Starting at the line containing "Task: pick out every instance of the car front" and continuing through the final line of the entries below, output those lines as a numbered list. Leave out any blank lines.

Stored items from a collection:

--- start ---

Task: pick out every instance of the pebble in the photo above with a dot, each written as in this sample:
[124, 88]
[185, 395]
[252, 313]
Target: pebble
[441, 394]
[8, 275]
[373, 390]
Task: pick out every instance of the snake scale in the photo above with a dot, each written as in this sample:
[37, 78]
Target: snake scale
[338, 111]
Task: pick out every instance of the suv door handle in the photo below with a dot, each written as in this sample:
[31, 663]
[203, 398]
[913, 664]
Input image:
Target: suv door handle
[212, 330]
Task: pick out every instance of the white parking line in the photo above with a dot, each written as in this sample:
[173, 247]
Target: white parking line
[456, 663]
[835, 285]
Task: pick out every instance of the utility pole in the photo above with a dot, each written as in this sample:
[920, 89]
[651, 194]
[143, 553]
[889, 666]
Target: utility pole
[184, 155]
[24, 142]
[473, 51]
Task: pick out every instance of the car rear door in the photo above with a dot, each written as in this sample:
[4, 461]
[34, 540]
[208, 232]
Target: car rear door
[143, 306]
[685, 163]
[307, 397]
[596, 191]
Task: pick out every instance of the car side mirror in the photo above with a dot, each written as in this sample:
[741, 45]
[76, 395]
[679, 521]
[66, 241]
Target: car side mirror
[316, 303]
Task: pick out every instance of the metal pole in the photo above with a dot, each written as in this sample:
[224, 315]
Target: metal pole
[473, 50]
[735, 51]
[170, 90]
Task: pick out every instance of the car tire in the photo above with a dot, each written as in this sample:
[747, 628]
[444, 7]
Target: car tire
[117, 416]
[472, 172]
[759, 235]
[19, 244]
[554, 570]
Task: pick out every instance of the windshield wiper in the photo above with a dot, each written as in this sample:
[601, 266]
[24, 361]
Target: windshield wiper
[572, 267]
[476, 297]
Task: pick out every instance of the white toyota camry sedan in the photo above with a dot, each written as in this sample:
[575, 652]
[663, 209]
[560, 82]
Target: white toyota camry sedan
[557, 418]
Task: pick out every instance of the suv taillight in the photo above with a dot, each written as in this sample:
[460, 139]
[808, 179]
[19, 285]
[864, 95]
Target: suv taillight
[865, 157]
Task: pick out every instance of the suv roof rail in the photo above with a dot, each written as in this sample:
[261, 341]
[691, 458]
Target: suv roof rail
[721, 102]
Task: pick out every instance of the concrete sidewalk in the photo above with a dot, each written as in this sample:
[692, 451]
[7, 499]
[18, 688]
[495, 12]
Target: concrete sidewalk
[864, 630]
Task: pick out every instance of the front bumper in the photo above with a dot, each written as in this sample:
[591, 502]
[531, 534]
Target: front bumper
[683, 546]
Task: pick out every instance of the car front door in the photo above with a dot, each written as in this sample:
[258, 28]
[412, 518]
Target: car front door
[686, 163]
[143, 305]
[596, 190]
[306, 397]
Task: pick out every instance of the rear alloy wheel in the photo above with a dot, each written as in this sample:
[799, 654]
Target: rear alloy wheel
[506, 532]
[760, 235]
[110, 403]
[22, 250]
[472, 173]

--- end ---

Answer to the exercise:
1. Task: pick out every instance of the car front door in the photo above with a dot, each written as in this sample:
2. [258, 28]
3. [412, 518]
4. Target: car front door
5. [686, 163]
6. [143, 305]
7. [596, 190]
8. [306, 397]
9. Task: pick out every instance of the rear alloy wheel in the photo above with a dot, each written as in this sample:
10. [799, 654]
11. Target: rear alloy wheel
12. [506, 532]
13. [760, 235]
14. [110, 403]
15. [22, 250]
16. [472, 173]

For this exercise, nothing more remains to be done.